(Examples of point labeling)
:::::

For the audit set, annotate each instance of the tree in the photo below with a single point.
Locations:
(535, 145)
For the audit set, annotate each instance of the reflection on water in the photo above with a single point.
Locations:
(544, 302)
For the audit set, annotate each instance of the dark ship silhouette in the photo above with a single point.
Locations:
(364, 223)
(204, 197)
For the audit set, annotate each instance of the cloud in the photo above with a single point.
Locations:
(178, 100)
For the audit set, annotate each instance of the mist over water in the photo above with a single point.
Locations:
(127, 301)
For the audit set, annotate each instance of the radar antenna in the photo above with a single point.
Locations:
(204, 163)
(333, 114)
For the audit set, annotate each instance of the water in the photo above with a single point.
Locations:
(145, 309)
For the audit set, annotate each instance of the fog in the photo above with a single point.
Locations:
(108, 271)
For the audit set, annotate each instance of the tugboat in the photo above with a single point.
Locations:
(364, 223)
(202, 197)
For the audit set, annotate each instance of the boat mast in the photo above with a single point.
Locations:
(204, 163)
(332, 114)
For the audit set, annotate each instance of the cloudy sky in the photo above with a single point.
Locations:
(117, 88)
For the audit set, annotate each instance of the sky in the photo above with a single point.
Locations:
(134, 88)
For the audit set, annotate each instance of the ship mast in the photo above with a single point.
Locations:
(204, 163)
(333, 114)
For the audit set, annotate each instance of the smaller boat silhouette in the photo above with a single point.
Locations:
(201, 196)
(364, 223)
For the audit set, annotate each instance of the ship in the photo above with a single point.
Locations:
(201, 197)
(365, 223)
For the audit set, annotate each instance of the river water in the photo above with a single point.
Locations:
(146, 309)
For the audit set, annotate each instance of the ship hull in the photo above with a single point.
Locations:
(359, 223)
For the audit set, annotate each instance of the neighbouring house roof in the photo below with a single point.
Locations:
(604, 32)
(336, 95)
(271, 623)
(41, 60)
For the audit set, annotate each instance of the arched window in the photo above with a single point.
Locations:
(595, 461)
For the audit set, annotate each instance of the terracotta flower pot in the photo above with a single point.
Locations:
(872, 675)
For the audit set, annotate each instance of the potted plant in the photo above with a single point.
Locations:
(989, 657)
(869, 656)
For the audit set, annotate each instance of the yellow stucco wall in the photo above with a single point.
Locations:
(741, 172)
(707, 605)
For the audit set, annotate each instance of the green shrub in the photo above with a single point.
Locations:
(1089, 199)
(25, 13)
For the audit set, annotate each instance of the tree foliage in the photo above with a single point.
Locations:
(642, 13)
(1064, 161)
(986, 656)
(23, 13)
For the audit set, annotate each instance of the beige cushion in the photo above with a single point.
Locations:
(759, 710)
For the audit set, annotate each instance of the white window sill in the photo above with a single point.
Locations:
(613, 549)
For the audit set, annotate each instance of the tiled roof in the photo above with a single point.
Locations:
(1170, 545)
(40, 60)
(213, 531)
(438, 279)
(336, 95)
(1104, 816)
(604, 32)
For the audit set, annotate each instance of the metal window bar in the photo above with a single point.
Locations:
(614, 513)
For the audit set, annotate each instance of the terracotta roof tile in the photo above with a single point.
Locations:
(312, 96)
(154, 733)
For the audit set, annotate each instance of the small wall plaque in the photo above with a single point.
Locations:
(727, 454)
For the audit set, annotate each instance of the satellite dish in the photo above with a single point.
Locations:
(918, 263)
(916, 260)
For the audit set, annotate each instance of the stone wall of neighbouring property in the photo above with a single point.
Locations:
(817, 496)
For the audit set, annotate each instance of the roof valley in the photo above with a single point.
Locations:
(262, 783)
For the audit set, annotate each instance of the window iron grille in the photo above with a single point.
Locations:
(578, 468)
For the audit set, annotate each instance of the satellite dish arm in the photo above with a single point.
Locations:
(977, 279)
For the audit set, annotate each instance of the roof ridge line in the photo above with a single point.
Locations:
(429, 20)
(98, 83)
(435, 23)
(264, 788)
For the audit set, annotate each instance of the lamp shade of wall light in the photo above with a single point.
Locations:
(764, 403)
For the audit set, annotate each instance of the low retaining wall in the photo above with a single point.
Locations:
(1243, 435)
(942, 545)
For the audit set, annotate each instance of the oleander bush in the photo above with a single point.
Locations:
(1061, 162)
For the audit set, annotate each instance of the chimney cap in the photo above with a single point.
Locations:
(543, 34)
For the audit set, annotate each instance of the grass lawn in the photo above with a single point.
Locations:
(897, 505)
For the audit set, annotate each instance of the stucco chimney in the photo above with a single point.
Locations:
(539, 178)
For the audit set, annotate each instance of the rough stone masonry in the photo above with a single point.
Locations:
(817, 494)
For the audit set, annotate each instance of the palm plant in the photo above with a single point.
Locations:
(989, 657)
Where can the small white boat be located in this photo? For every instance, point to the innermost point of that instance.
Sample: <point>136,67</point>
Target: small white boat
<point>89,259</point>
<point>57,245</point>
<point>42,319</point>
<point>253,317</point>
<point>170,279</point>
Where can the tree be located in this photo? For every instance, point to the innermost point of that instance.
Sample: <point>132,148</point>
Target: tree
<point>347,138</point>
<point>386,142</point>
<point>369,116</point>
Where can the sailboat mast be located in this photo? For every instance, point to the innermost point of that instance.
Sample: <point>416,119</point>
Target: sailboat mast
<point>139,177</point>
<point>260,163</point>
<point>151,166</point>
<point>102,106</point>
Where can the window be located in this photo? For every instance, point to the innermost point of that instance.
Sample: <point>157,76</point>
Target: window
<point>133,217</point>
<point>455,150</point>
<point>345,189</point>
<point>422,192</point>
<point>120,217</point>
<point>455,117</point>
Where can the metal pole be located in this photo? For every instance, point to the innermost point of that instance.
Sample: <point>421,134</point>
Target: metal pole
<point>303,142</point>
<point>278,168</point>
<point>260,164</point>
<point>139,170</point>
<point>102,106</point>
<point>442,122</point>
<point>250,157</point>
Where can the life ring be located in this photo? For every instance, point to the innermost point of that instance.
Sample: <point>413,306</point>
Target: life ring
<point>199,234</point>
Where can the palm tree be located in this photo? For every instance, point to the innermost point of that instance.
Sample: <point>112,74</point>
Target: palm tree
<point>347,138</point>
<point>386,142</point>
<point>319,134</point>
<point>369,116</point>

:::::

--- TASK TO COMPLETE ---
Write out all of the lines above, character for character, with nothing changed.

--- TASK RESULT ---
For the audit set, annotate each instance of the tree in the photo below with a single point.
Locations:
(535, 145)
For the audit set, annotate each instance of the reflection on water in the photo above with a single point.
Locations:
(544, 302)
For the audit set, annotate each instance of the dark ship silhouette in the photo above with a single point.
Locations:
(364, 223)
(204, 197)
For the audit set, annotate each instance of the cloud in the photo above with a single point.
Locations:
(178, 100)
For the audit set, annotate each instance of the mist over water in the photo above with a single point.
Locations:
(127, 301)
For the audit set, annotate each instance of the radar antenna in the photo above with a single point.
Locations:
(204, 163)
(333, 114)
For the audit set, annotate each instance of the water in the photo above with a single point.
Locations:
(145, 309)
For the audit set, annotate each instance of the fog in the photo above with a single point.
Locations:
(108, 271)
For the audit set, annotate each instance of the tugboat in the photo above with a single point.
Locations:
(364, 223)
(202, 197)
For the audit set, annotate each instance of the boat mast in the photo above with a single point.
Locations:
(204, 163)
(332, 114)
For the audit set, annotate each instance of the cloudy sky in the photo above with a single point.
Locations:
(117, 88)
For the audit set, annotate each instance of the sky in the photo above with a single point.
Locations:
(134, 88)
For the audit set, annotate each instance of the ship mast in the photo above with a single point.
Locations:
(204, 163)
(333, 114)
For the audit set, annotate each instance of the smaller boat silhouette in the photo above with a single point.
Locations:
(201, 196)
(364, 223)
For the audit set, annotate each instance of the ship in the photo above with a single point.
Locations:
(201, 197)
(365, 223)
For the audit set, annotate each instance of the river water in the photo above with a single point.
Locations:
(146, 309)
For the audit set, annotate each instance of the ship hull in the photo above with a single point.
Locations:
(359, 223)
For the audit set, annotate each instance of the neighbouring house roof in the photo below with a single point.
Locations:
(604, 32)
(336, 95)
(271, 623)
(41, 60)
For the audit set, annotate each instance of the arched window in the photo above with a single point.
Locations:
(595, 461)
For the audit set, annotate each instance of the terracotta flower pot in the photo above with a single point.
Locations:
(872, 675)
For the audit set, annotate each instance of the potted plant in the photo above with a single point.
Locations:
(989, 657)
(869, 656)
For the audit set, annotate each instance of the yellow stucco wall in the photo above with a single point.
Locations:
(741, 172)
(707, 605)
For the audit set, annotate each instance of the green shrub in the photo above with a single point.
Locations:
(1089, 199)
(25, 13)
For the audit set, annotate each instance of the tree foliage in the photo above with a single point.
Locations:
(642, 13)
(1064, 161)
(986, 656)
(23, 13)
For the audit set, annotate each instance of the beige cushion in the photo above with a single point.
Locations:
(759, 710)
For the audit set, annotate each instance of the white window sill in the photo above with a single point.
Locations:
(613, 549)
For the audit set, annotate each instance of the tiled roof in the photo above with a single point.
Locations:
(1170, 545)
(40, 60)
(213, 531)
(438, 279)
(336, 95)
(1104, 816)
(604, 32)
For the audit set, annotate each instance of the metal window bar in the photo above with a single point.
Locations:
(614, 513)
For the audit set, annotate each instance of the terracotta roof tile in the photo above with a single point.
Locations:
(312, 96)
(154, 733)
For the audit set, annotate each instance of the small wall plaque in the photo above with a single point.
Locations:
(727, 454)
For the audit set, annotate each instance of the satellite dish in the photo above with a single point.
Locations:
(918, 263)
(916, 260)
For the audit set, annotate each instance of the stone wall of neighbouring property in the photo above with a single point.
Locations:
(817, 496)
For the audit set, annotate each instance of the roof valley in the photo above with a single point.
Locations:
(262, 783)
For the audit set, annotate each instance of the window iron grille in the photo above with a single point.
Locations:
(578, 468)
For the audit set, annotate each instance of the satellite dish arm in the photo above with a single point.
Locations:
(977, 279)
For the audit set, annotate each instance of the roof ridge line in the photo above with a single point.
Locations:
(429, 20)
(98, 83)
(435, 23)
(264, 788)
For the audit set, annotate each instance of the lamp shade of wall light in the photo above with a single point.
Locations:
(764, 403)
For the audit set, annotate each instance of the low retaining wall in the photo above with a single point.
Locations:
(1243, 435)
(942, 545)
For the audit set, annotate each instance of the oleander bush in the photo above with a single point.
Locations:
(1061, 162)
For the audit set, annotate each instance of the chimney cap in the photo above with a single point.
Locations:
(543, 34)
For the audit set, annotate each instance of the grass lawn in the photo above with a single point.
Locations:
(897, 505)
For the audit set, annotate each instance of the stucco chimney in the photo above with a single point.
Locations:
(539, 178)
For the audit set, annotate each instance of the rough stone masonry in the photo above with a single point.
Locations:
(817, 494)
For the audit set, annotate each instance of the palm plant in the photo above with a single point.
Locations:
(989, 657)
Where can the small white boat be located in this photo? For every instance, point to the innermost point of that instance.
Sample: <point>136,67</point>
Target: small white boat
<point>89,259</point>
<point>57,245</point>
<point>42,319</point>
<point>253,317</point>
<point>170,279</point>
Where can the tree be located in this photo? For every instance, point to the innermost point of that instance.
Sample: <point>132,148</point>
Target: tree
<point>347,138</point>
<point>386,142</point>
<point>369,116</point>
Where can the sailboat mast be located in this photo? For every instance, point to the innermost point of that instance.
Sample: <point>416,119</point>
Target: sailboat mast
<point>139,177</point>
<point>260,163</point>
<point>151,166</point>
<point>102,106</point>
Where can the window be located in this photo? For every instance, point to the innermost point of that instance.
Sample: <point>157,76</point>
Target: window
<point>133,217</point>
<point>455,150</point>
<point>345,189</point>
<point>422,192</point>
<point>120,217</point>
<point>455,117</point>
Where can the metal pole be located in this photo? For every instance, point to the innermost point of that instance.
Sample: <point>421,134</point>
Target: metal pole
<point>303,142</point>
<point>278,168</point>
<point>260,164</point>
<point>139,170</point>
<point>102,106</point>
<point>442,122</point>
<point>250,157</point>
Where can the life ring be located in this photo? For every instance, point to the innermost point of that instance.
Sample: <point>413,306</point>
Target: life ring
<point>199,234</point>
Where can the palm tree be located in this photo? For every instance, point to the innermost point of that instance.
Sample: <point>112,74</point>
Target: palm tree
<point>347,138</point>
<point>386,142</point>
<point>319,134</point>
<point>369,116</point>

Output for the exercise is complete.